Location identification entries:
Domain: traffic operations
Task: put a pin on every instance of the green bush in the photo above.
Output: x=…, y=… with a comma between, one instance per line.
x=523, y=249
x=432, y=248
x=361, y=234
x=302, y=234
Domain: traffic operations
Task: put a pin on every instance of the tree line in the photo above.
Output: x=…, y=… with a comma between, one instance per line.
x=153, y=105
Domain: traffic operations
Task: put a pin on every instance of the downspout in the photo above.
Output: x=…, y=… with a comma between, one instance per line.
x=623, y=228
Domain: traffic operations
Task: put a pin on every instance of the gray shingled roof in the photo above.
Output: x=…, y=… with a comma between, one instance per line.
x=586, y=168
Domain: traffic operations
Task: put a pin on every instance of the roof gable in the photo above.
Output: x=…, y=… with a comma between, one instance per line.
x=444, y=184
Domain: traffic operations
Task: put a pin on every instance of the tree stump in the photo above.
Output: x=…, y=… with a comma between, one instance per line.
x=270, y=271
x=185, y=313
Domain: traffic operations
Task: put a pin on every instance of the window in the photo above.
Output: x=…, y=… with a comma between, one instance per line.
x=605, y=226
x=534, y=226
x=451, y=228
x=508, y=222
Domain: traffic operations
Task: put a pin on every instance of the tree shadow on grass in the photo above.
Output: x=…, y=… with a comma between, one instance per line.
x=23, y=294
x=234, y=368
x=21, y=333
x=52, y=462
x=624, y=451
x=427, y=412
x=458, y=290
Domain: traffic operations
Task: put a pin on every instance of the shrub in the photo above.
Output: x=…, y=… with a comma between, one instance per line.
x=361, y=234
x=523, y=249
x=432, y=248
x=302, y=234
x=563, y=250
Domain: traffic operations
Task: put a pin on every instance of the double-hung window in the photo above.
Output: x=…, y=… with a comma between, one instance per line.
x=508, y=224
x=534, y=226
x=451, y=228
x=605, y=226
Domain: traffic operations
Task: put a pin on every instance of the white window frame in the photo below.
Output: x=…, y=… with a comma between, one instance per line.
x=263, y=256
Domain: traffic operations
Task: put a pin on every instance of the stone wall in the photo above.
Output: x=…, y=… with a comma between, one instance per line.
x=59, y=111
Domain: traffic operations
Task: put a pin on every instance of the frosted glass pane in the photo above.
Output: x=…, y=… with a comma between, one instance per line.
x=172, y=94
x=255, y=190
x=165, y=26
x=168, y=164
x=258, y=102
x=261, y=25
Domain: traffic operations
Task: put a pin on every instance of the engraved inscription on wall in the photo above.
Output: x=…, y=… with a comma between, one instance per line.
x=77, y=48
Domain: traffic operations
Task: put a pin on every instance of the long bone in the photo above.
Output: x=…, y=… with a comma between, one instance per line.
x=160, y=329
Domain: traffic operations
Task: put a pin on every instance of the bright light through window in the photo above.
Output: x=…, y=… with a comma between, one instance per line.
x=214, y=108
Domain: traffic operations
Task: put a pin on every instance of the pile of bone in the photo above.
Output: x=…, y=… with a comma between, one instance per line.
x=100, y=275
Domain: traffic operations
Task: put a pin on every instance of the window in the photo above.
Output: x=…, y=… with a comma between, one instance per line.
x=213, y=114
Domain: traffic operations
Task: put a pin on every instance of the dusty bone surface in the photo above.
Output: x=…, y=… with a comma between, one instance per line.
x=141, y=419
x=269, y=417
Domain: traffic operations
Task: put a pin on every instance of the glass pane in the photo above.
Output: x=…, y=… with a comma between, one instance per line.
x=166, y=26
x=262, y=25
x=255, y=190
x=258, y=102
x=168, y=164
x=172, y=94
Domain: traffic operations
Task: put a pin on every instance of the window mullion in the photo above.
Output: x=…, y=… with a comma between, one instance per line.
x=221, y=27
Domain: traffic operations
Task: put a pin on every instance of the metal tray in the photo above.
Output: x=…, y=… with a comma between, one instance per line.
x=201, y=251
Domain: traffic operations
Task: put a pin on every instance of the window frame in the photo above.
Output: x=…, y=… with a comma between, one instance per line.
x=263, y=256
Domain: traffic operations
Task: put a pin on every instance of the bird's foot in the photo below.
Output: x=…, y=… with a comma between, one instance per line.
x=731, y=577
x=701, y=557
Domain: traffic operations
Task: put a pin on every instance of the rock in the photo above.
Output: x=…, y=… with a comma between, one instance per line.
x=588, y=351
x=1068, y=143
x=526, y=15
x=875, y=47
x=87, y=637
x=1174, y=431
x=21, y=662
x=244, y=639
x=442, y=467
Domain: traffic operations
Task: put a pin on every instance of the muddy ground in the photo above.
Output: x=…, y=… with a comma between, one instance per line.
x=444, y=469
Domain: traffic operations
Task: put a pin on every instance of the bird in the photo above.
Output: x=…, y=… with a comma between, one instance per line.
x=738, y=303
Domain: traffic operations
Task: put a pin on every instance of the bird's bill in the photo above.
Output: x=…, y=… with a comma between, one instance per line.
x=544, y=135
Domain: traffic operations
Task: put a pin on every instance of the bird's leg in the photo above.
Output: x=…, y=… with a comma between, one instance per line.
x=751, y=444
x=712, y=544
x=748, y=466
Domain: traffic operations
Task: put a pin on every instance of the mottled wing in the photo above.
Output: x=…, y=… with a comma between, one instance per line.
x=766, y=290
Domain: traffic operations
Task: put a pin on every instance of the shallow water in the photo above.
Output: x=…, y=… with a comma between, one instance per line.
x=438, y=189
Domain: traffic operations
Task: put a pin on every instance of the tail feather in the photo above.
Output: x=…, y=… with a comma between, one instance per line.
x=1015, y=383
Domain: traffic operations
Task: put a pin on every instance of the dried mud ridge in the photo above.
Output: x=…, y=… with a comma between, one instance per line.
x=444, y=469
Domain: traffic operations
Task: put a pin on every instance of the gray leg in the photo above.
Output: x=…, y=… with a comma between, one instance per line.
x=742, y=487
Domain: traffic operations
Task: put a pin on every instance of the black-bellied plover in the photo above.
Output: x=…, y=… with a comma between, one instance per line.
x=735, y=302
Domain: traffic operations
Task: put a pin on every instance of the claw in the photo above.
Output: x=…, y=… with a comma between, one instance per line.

» EXERCISE GOAL
The records above must be repeated exactly, every one of them.

» SOLUTION TO THE PROBLEM
Domain: traffic operations
Task: put a pin on every instance of the green bush in the photo above.
Output: x=…, y=… with a comma between, one instance per line.
x=523, y=249
x=432, y=248
x=361, y=234
x=302, y=234
Domain: traffic operations
Task: put a pin on every instance of the tree line in the photo above.
Output: x=…, y=… with a comma between, one instance per line.
x=153, y=105
Domain: traffic operations
Task: put a pin on every instance of the downspout in the photo above.
Output: x=…, y=… with a comma between, one instance per line.
x=623, y=228
Domain: traffic operations
Task: put a pin on every instance of the gray shingled roof in the photo above.
Output: x=…, y=… with a comma between, one instance per line.
x=586, y=168
Domain: traffic operations
Task: put a pin on every instance of the roof gable in the photo above.
Output: x=…, y=… with a comma between, one instance per line.
x=444, y=184
Domain: traffic operations
Task: put a pin on every instance of the tree stump in the photo above.
Output: x=…, y=… with a comma between, one instance per line.
x=270, y=271
x=185, y=313
Domain: traffic operations
Task: put a pin on every instance of the window in the photo above.
Output: x=…, y=… with a comma between, one instance per line.
x=605, y=226
x=534, y=226
x=451, y=228
x=508, y=222
Domain: traffic operations
Task: put a pin on every instance of the tree shadow on grass in the photo above.
Output: x=…, y=… with a comma between, one instance per line.
x=23, y=294
x=234, y=368
x=21, y=333
x=52, y=462
x=624, y=451
x=427, y=412
x=458, y=290
Domain: traffic operations
Task: put a pin on every instance of the shrub in the photo above.
Output: x=…, y=… with a comma between, one instance per line.
x=361, y=234
x=523, y=249
x=432, y=248
x=302, y=234
x=563, y=250
Domain: traffic operations
Task: put a pin on every instance of the double-hung window in the photo above.
Output: x=…, y=… with a comma between, one instance per line.
x=508, y=224
x=534, y=226
x=451, y=228
x=605, y=226
Domain: traffic operations
Task: put a pin on every instance of the white window frame in the photo below.
Output: x=…, y=… with a comma between, one instance per line.
x=263, y=256
Domain: traffic operations
Task: put a pin on every instance of the stone wall in the photo above.
Output: x=…, y=… with a comma between, one instance per line.
x=59, y=111
Domain: traffic operations
Task: put a pin on every instance of the frosted glass pane in the photo above.
Output: x=…, y=… with a comma between, one instance per line.
x=172, y=94
x=255, y=190
x=165, y=26
x=168, y=164
x=258, y=102
x=261, y=25
Domain: traffic operations
Task: put a pin on every instance of the engraved inscription on wall in the photo above.
Output: x=…, y=… with a comma between, one instance per line.
x=77, y=48
Domain: traffic operations
Task: put a pin on every instance of the long bone in the photo above.
Output: x=…, y=… with a comma between, one instance per line.
x=160, y=329
Domain: traffic operations
Task: put a pin on every instance of the bright light through window in the photo above.
Output: x=…, y=… with a comma between, one instance per line.
x=214, y=108
Domain: traffic operations
Task: put a pin on every instance of the pile of bone in the photo above.
Output: x=…, y=… with a comma between, one instance per line.
x=100, y=275
Domain: traffic operations
Task: put a pin on every instance of the window in the photo above.
Output: x=…, y=… with a comma between, one instance per line.
x=213, y=114
Domain: traffic operations
Task: put a pin on every instance of the dusty bone surface in the photo above.
Output: x=…, y=… with a comma between, one instance per line.
x=141, y=419
x=269, y=417
Domain: traffic operations
Task: put a pin on every instance of the glass pane in the photo above.
Output: x=…, y=… with a comma between, one instance per line.
x=166, y=26
x=262, y=25
x=255, y=190
x=258, y=102
x=168, y=164
x=172, y=94
Domain: traffic operations
Task: put a pin on every instance of the window mullion in the photo above.
Output: x=…, y=… with a comma between, one instance per line.
x=221, y=27
Domain: traffic operations
Task: put a pin on every instance of the metal tray in the photo above.
Output: x=…, y=… with a comma between, one instance per line.
x=201, y=251
Domain: traffic operations
Task: put a pin on every instance of the window frame in the photo above.
Output: x=…, y=… with a comma between, one instance per line.
x=263, y=256
Domain: traffic operations
Task: put a pin on every instance of the bird's foot in the photo below.
Output: x=…, y=… with a comma between, one instance per line.
x=731, y=577
x=701, y=557
Domain: traffic operations
Task: put a pin on every instance of the rock in the photo above.
Output: x=…, y=… with a comma between, one instance per line.
x=588, y=351
x=1068, y=143
x=526, y=15
x=875, y=47
x=87, y=637
x=1174, y=431
x=21, y=662
x=244, y=639
x=442, y=467
Domain: traffic operations
Task: put a pin on every instance of the muddy ground in the photo above.
Output: x=…, y=… with a comma between, one instance per line.
x=444, y=469
Domain: traffic operations
Task: put a pin on every instance of the bird in the photo above.
Output: x=…, y=… with a comma between, one instance per line.
x=738, y=303
Domain: traffic operations
Task: put a pin on every instance of the bird's bill in the photo above.
Output: x=…, y=… with a comma between, one instance per line.
x=544, y=135
Domain: traffic operations
Task: put a pin on every instance of the bird's leg in the photo above.
Output: x=…, y=… with a comma between, one instance per line.
x=751, y=444
x=712, y=544
x=748, y=466
Domain: traffic operations
Task: put a pin on every instance of the mottled wing in the photo above.
Output: x=…, y=… with a comma between, one instance per line.
x=766, y=290
Domain: traffic operations
Task: put a pin on every instance of the shallow water in the photo above.
Output: x=…, y=… with a comma between, one instance per line.
x=438, y=189
Domain: traffic operations
Task: put a pin on every instance of the tail feather in the photo above.
Output: x=…, y=… with a comma between, one instance per line.
x=1015, y=383
Domain: traffic operations
Task: put a pin on every instance of the dried mud ridge in the photo above.
Output: x=…, y=… with a comma between, one instance per line.
x=444, y=469
Domain: traffic operations
Task: put a pin on every instance of the gray leg in the photo above.
Output: x=…, y=… with a comma between, one instance per line.
x=742, y=487
Domain: traffic operations
Task: put a pin on every instance of the black-bellied plover in the photo above.
Output: x=…, y=… with a comma between, one instance per line.
x=735, y=302
Domain: traffic operations
Task: put a pin on every instance of the claw in the photo above.
Output: x=…, y=… with a comma between, one instance per line.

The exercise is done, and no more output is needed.